> [To be done] Copy the records verbatim, from their first line through the line containing "111, 219, 262, 305", both ends included.

> [Data for the task]
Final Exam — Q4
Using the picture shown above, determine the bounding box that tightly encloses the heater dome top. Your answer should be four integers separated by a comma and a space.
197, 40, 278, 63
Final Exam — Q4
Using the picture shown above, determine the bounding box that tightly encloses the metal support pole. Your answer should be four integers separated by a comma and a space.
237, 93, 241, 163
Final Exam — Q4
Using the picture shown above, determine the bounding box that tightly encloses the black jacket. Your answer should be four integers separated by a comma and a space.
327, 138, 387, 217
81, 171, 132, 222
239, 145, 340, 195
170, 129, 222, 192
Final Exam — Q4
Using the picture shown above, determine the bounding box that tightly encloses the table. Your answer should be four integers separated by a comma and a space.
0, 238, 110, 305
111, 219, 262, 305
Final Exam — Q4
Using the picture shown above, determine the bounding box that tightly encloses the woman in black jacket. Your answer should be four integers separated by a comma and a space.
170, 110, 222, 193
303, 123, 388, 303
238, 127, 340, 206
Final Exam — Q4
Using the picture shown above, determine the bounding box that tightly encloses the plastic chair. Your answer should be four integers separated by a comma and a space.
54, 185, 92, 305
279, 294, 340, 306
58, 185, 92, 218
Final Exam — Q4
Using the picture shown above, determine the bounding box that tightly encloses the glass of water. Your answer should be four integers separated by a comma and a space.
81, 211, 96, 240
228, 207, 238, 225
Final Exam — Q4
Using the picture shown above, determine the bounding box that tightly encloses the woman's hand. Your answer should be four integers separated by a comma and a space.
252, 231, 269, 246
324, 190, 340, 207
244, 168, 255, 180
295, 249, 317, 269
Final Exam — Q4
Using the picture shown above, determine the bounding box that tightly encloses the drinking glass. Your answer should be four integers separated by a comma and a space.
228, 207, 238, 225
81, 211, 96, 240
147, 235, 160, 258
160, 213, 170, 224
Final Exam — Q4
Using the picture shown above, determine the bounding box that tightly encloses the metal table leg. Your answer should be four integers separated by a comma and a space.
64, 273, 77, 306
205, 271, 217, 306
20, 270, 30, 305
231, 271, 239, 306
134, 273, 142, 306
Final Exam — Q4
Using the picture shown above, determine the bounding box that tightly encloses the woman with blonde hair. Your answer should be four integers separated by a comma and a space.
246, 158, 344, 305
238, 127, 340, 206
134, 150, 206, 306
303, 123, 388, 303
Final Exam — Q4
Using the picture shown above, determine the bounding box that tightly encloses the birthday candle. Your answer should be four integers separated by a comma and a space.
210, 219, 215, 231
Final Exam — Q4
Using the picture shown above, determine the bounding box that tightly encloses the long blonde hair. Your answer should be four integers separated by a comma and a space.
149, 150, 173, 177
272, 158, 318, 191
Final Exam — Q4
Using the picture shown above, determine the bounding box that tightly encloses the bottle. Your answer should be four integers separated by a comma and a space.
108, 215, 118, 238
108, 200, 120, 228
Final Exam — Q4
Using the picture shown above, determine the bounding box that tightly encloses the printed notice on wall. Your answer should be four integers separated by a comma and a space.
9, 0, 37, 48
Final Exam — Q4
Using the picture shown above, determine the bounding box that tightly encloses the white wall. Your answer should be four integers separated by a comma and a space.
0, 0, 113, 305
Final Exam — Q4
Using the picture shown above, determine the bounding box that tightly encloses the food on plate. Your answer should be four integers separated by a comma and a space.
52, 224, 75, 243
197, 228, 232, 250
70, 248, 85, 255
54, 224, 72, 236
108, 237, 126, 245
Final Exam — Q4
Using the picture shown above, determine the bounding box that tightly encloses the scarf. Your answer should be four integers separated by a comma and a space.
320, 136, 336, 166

> [Written response]
Final Exam — Q4
Using the picture shown above, determine the bounding box that tightly encloses the heater dome top. Your answer should be four integers separated by a comma and a space.
197, 40, 278, 63
Final Exam — Q4
Using the picture shown above, determine the bounding box that tightly encloses the metal support pole. Your answer should be four integers separated by a comma and a space.
237, 93, 241, 163
Final Exam — Q4
Using the picture shown above, determine the bounding box that tightly encloses the black jacket. Your answer should be four integers separated by a comma and a space.
327, 138, 387, 217
81, 171, 132, 222
239, 145, 340, 195
170, 129, 222, 192
Final Exam — Q4
Using the picture shown above, determine the bounding box that tightly encloses the table. Your answer should be four integers separated by a comma and a space.
0, 238, 110, 305
111, 219, 262, 305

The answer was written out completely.